#### WORK REQUIRED:
Rewrite the stretch of the worker-classification text from "A business must weigh" through "must be considered.", putting "company" in place of "business".

— Begin SELECTED EXTRACT —

A business must weigh all the factors when determining the worker’s status, and no single factor will provide the answer. A business must look at the entire relationship and the extent to which the organization directs and controls the worker to best classify the worker as an employee or independent contractor. Factors that are relevant in one situation may not be relevant in another. Thus, all factors must be considered.


Department of Labor Rules for Determining Independent Contractor vs Employee Status

The considerations discussed above are what the IRS looks at to determine if an employer-employee  or independent contractor relationship exists, and to determine how the worker is classified for federal tax purposes. However, the Department of Labor (DOL) provides a different analysis employers must consider to properly classify a worker as an employee or an independent contractor, solely for purposes of the federal Fair Labor Standards Act, which governs federal minimum wage and overtime rules. Employee misclassification may deny a worker basic rights and protection relating to minimum wage and overtime pay, given that independent contractors are not afforded this protection.

In January 2024, the DOL’s Wage and Hour Division issued final independent contractor rules for employee benefit plans that were effective on March 11, 2024. Under the DOL rules, an organization must look at six factors to determine independent contractor status:

  • Opportunity for profit or loss depending on managerial skill. The primary factor is whether a worker can generate profit or suffer losses through independent factors. These factors include negotiating pay, declining work, hiring workers, purchasing material and engaging in activities that expand their services such as marketing and advertising. The more factors the worker manages, the likelier the relationship will lean toward an independent contractor relationship.
  • Investments by the worker and the employer. This factor looks at the worker’s investments that are capital or entrepreneurial in nature that will generate business growth and increase clients and sales. A lack of capital investment or entrepreneurial engagement favors employee status.

— End SELECTED EXTRACT —
— Begin RECORD EXTRACTS —

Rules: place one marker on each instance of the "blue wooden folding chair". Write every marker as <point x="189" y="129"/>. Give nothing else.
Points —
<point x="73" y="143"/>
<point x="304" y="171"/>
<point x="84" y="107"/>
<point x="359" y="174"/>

— End RECORD EXTRACTS —

#### WRITTEN ANSWER:
A company must weigh all the factors when determining the worker’s status, and no single factor will provide the answer. A company must look at the entire relationship and the extent to which the organization directs and controls the worker to best classify the worker as an employee or independent contractor. Factors that are relevant in one situation may not be relevant in another. Thus, all factors must be considered.